[Records from a dataset]
-*-*-

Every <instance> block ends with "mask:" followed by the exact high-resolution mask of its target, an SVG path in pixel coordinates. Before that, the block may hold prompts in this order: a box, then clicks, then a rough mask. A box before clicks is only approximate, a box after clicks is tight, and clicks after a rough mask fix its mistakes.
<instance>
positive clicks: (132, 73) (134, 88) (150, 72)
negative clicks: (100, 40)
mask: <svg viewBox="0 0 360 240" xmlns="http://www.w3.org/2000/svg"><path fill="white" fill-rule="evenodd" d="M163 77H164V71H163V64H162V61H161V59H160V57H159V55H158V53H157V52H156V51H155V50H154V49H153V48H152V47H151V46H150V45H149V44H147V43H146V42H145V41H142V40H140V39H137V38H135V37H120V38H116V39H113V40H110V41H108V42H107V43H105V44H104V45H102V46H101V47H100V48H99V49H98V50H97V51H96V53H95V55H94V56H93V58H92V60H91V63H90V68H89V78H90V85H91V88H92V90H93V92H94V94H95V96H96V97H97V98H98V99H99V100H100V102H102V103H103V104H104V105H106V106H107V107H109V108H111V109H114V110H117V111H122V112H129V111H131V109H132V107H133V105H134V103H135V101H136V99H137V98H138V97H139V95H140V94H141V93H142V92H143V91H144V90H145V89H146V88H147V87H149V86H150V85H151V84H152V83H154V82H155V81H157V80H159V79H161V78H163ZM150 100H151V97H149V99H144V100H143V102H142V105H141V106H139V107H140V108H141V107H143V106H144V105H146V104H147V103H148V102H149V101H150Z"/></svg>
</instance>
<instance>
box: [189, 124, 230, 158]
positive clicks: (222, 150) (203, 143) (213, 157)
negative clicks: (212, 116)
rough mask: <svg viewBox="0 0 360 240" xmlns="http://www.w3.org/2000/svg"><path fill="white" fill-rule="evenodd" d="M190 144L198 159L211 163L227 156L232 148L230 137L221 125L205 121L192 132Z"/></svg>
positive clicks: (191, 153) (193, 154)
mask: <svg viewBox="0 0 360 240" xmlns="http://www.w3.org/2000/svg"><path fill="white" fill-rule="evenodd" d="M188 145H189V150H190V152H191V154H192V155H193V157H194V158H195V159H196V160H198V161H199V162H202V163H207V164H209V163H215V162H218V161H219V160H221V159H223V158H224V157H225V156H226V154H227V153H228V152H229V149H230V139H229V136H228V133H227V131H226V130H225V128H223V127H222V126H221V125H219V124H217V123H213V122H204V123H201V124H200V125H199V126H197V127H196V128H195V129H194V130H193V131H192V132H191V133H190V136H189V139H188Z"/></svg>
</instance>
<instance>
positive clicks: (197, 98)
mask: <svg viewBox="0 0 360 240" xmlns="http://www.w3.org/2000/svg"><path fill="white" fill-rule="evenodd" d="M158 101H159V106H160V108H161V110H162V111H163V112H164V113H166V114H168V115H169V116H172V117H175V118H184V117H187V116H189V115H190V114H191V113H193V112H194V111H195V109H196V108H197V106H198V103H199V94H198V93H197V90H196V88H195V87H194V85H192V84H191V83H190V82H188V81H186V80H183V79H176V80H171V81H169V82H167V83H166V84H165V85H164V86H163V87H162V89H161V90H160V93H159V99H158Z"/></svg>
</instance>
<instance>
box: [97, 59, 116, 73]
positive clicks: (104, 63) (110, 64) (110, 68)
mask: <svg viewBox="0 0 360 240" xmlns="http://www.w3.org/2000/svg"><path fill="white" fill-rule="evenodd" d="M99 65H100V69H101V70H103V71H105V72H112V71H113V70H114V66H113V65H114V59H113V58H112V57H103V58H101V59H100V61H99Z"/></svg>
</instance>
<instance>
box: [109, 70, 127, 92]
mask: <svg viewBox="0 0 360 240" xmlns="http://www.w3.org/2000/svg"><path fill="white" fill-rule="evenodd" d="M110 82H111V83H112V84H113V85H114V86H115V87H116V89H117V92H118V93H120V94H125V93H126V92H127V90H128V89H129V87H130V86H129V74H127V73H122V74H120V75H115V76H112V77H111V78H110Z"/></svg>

-*-*-

**Task description**:
Transcribe every one of the records above word for word, with nothing changed or left out.

**Task response**:
Every <instance> block ends with "mask:" followed by the exact high-resolution mask of its target, an SVG path in pixel coordinates. Before that, the block may hold prompts in this order: a box, then clicks, then a rough mask. A box before clicks is only approximate, a box after clicks is tight, and clicks after a rough mask fix its mistakes.
<instance>
positive clicks: (132, 73) (134, 88) (150, 72)
negative clicks: (100, 40)
mask: <svg viewBox="0 0 360 240" xmlns="http://www.w3.org/2000/svg"><path fill="white" fill-rule="evenodd" d="M163 77H164V71H163V64H162V61H161V59H160V57H159V55H158V53H157V52H156V51H155V50H154V49H153V48H152V47H151V46H150V45H149V44H147V43H146V42H145V41H142V40H140V39H137V38H135V37H120V38H116V39H113V40H110V41H108V42H107V43H105V44H104V45H102V46H101V47H100V48H99V49H98V50H97V51H96V53H95V55H94V56H93V58H92V60H91V63H90V68H89V78H90V85H91V88H92V90H93V92H94V94H95V96H96V97H97V98H98V99H99V100H100V102H102V103H103V104H104V105H106V106H107V107H109V108H111V109H114V110H117V111H122V112H129V111H131V109H132V107H133V105H134V103H135V101H136V99H137V98H138V97H139V95H140V94H141V93H142V92H143V91H144V90H145V89H146V88H147V87H149V86H150V85H151V84H152V83H154V82H155V81H157V80H159V79H161V78H163ZM150 100H151V97H149V99H144V100H143V102H142V105H141V106H139V107H140V108H141V107H143V106H144V105H146V104H147V103H148V102H149V101H150Z"/></svg>
</instance>
<instance>
box: [189, 124, 230, 158]
positive clicks: (222, 150) (203, 143) (213, 157)
negative clicks: (212, 116)
rough mask: <svg viewBox="0 0 360 240" xmlns="http://www.w3.org/2000/svg"><path fill="white" fill-rule="evenodd" d="M190 144L198 159L211 163L227 156L232 148L230 137L221 125L205 121L192 132Z"/></svg>
positive clicks: (191, 153) (193, 154)
mask: <svg viewBox="0 0 360 240" xmlns="http://www.w3.org/2000/svg"><path fill="white" fill-rule="evenodd" d="M188 145H189V150H190V152H191V154H192V155H193V157H194V158H195V159H196V160H198V161H199V162H202V163H207V164H209V163H215V162H218V161H219V160H221V159H223V158H224V157H225V156H226V154H227V153H228V152H229V149H230V139H229V136H228V133H227V131H226V130H225V128H223V127H222V126H221V125H219V124H217V123H213V122H204V123H201V124H200V125H199V126H197V127H196V128H195V129H194V130H193V131H192V132H191V133H190V136H189V139H188Z"/></svg>
</instance>
<instance>
positive clicks: (197, 98)
mask: <svg viewBox="0 0 360 240" xmlns="http://www.w3.org/2000/svg"><path fill="white" fill-rule="evenodd" d="M158 101H159V106H160V108H161V110H162V111H163V112H164V113H166V114H168V115H169V116H172V117H175V118H184V117H187V116H189V115H190V114H191V113H193V112H194V111H195V109H196V108H197V106H198V103H199V94H198V93H197V90H196V88H195V87H194V85H192V84H191V83H190V82H188V81H186V80H183V79H176V80H171V81H169V82H167V83H166V84H165V85H164V86H163V87H162V89H161V90H160V93H159V99H158Z"/></svg>
</instance>
<instance>
box: [97, 59, 116, 73]
positive clicks: (104, 63) (110, 64) (110, 68)
mask: <svg viewBox="0 0 360 240" xmlns="http://www.w3.org/2000/svg"><path fill="white" fill-rule="evenodd" d="M99 65H100V69H101V70H103V71H105V72H112V71H113V70H114V66H113V65H114V59H113V58H112V57H103V58H101V59H100V61H99Z"/></svg>
</instance>
<instance>
box: [109, 70, 127, 92]
mask: <svg viewBox="0 0 360 240" xmlns="http://www.w3.org/2000/svg"><path fill="white" fill-rule="evenodd" d="M110 82H111V83H112V84H113V85H114V86H115V87H116V89H117V92H118V93H120V94H125V93H126V92H127V90H128V89H129V87H130V86H129V74H127V73H122V74H120V75H115V76H112V77H111V78H110Z"/></svg>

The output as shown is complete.